**Work to do**:
A: Answer these from the passage on the Great Southern region:
(i) What word does the passage use for the region's beaches?
(ii) Which two rivers is the Wagyl said to have created?
(iii) Which town marks the region's western end?
B: Carry on the passage about the Great Southern region from its final sentence.

## Start Source passage

You already know the Great Southern region. This stretch of Western Australia's coastline is Summer Bay, Bonnie Doon and a collage of Australian childhood memories rolled into one. It's surfboard wax and sunburnt noses and family camping trips in station wagons – as much a state of nostalgia as a place of rugged beauty. The beaches are empty, the people unpretentious, the surf's up. It fairly screams "Australian summer" in long flattened vowels.
The Menang Noongar, the Great Southern's first people, believe Porongurup, a mountain range 50 kilometres inland and 1,200 million years in the making, is home to the Wagyl or Rainbow Serpent, so powerful it created the Swan and Canning rivers and a handful of other WA landmarks. The early European settlers weren't exaggerating when they called the area "great". Stretching from the town of Kojonup in the west to Ravensthorpe in the east and south to Hopetoun and Walpole, the region spans about 250 kilometres of coastline and some 39,000 square kilometres predominantly planted with wheat.

## End Source passage
## Start Dataset content

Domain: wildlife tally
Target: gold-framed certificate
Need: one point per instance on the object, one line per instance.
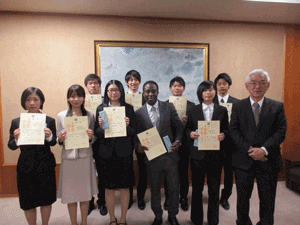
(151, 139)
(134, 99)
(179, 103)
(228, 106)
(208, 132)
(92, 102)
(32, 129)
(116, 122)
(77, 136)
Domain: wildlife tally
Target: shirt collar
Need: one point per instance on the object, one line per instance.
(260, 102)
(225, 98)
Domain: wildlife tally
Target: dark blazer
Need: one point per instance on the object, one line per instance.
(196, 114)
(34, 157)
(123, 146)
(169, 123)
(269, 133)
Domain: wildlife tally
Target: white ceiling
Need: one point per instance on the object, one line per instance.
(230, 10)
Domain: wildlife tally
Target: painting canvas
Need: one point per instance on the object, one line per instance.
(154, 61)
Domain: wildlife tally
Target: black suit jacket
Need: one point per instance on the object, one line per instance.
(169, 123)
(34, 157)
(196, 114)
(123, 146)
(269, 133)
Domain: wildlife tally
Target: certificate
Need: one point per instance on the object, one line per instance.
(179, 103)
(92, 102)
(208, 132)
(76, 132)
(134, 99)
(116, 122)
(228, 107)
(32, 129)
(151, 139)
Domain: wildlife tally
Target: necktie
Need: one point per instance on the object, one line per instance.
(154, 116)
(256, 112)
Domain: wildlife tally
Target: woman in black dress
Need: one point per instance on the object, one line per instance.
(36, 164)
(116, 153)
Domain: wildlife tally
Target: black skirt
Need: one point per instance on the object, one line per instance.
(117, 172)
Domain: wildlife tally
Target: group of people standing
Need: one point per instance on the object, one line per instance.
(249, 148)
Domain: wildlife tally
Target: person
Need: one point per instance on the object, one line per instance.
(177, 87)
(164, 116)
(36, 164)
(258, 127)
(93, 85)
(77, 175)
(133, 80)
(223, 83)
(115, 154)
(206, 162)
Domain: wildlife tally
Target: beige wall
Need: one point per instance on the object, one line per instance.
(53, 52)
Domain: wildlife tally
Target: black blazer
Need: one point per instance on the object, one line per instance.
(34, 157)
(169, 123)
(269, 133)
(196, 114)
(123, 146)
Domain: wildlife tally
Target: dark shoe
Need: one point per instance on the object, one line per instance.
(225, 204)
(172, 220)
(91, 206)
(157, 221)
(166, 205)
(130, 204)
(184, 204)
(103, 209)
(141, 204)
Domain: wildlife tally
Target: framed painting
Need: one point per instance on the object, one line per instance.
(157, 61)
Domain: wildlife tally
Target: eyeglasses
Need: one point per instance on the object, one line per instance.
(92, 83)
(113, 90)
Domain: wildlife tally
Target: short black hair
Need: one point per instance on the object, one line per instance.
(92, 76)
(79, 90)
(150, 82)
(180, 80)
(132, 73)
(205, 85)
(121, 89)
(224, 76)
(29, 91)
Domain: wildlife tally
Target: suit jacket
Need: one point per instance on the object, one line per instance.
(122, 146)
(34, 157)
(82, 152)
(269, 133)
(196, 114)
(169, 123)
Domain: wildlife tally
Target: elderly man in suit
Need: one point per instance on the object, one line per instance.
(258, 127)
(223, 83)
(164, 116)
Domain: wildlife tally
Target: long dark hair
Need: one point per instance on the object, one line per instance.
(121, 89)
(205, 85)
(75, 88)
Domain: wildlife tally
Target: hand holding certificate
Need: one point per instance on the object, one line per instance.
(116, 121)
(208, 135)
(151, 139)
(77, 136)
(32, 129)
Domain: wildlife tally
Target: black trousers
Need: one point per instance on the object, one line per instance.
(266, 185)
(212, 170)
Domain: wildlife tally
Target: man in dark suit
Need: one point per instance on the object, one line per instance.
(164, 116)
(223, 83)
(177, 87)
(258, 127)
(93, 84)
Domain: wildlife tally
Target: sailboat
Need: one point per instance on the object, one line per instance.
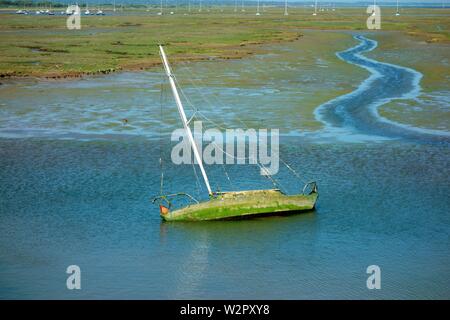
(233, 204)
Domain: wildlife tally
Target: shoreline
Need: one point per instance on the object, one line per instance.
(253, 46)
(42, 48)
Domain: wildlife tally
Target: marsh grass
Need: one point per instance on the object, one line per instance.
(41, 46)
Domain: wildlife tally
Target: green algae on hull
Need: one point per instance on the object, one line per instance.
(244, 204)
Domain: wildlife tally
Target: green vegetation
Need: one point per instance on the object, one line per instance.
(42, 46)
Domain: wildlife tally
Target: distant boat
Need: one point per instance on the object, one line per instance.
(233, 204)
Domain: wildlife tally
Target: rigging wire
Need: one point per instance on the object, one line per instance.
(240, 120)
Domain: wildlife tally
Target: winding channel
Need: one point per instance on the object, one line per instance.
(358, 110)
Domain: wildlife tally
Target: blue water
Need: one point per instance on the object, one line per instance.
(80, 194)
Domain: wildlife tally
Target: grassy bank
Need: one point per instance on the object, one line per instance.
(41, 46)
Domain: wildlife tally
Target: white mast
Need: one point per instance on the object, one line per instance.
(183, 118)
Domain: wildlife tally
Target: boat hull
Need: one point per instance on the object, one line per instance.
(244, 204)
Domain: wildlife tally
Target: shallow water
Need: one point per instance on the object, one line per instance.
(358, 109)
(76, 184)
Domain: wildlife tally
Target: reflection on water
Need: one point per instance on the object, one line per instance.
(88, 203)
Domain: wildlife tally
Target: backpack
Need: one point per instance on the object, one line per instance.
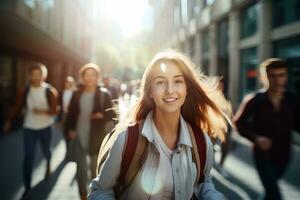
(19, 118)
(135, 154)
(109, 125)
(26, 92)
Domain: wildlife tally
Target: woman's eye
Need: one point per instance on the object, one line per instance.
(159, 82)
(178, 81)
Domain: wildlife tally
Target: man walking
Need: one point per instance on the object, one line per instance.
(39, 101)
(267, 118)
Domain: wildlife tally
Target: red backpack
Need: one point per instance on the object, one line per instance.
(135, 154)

## End Dataset content
## Start Dataset content

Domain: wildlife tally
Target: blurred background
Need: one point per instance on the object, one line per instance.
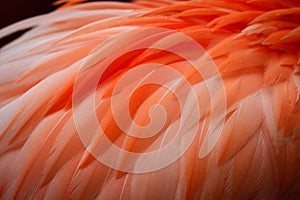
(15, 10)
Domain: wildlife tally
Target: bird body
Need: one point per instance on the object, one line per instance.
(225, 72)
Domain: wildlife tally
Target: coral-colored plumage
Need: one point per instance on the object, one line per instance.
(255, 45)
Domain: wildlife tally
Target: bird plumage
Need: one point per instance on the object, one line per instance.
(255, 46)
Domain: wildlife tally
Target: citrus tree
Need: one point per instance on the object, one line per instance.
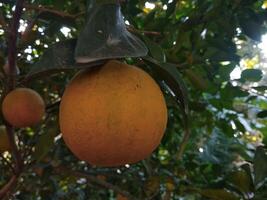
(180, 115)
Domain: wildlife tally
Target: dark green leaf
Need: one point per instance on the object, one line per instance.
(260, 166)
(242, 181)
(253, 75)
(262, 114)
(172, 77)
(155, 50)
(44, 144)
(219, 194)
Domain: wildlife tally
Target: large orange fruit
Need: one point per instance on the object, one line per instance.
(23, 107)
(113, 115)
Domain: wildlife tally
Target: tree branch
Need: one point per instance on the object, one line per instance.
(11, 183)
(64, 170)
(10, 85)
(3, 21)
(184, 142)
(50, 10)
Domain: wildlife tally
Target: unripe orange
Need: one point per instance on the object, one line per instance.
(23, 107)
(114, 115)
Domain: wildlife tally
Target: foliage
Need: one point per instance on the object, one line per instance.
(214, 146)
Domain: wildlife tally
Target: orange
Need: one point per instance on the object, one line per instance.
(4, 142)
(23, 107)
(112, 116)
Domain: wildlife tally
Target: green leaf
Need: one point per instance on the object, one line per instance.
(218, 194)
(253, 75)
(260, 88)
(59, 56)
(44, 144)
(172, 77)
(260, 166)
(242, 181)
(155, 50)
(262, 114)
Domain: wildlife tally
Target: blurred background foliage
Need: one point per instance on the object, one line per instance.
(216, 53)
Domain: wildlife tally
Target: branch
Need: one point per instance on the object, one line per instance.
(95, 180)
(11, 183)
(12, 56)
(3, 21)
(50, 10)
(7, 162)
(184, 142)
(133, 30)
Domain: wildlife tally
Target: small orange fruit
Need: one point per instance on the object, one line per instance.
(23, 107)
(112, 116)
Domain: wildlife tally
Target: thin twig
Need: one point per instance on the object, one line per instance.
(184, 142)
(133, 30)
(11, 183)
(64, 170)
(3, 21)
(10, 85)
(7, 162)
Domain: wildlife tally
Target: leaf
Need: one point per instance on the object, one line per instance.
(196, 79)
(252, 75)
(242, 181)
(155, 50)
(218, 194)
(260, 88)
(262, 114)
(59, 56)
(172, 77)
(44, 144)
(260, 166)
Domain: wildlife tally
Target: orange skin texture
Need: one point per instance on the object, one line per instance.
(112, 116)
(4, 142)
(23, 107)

## End Dataset content

**Exercise answers**:
A:
(i) Empty
(ii) The Swan and Canning rivers
(iii) Kojonup

B:
There's a handful of towns scattered throughout the Great Southern but much of the population and tourism is concentrated in the regional centres of Albany and Denmark. They're both about five hours' drive from Perth, but a Rex flight from the city to Albany takes just over an hour, and this is how my trip begins. I'm planning a scenic zigzag in a hire car between the towns, meeting a few of the region's dreamers and schemers along the way.
While Albany, population 37,000, has the kind of attractions found in similar-sized regional centres around the nation – an entertainment centre of incongruously angular design, an annual food festival, Tinder (though not yet Uber) – its calling cards are nostalgia and nature. I'm powerfully drawn to both. The gentle downhill descent of York Street, Albany's main street, has sightlines to Princess Royal Harbour and a direct dial into memories of Veenhuyzen family caravan trips. For a moment I'm back in the back seat with my brother, trying to ignore the saccharine ballads of Hong Kong pop star Francis Yip on my parents' favourite tape.
Cruising the leafy streets of Albany is a treat for lovers of classic Australiana. A stroll through Patrick Taylor Cottage, built in 1832 and Western Australia's oldest dwelling, and a drive-by of Federation gems along Grey Street are essential Albany moments, followed by a leisurely rummage through an Aladdin's cave of second-hand books, souvenir spoons and vintage bric-a-brac at Albany Drive-in Mart. A good many of the Renée Geyer 45s in my collection were unearthed in this gold mine.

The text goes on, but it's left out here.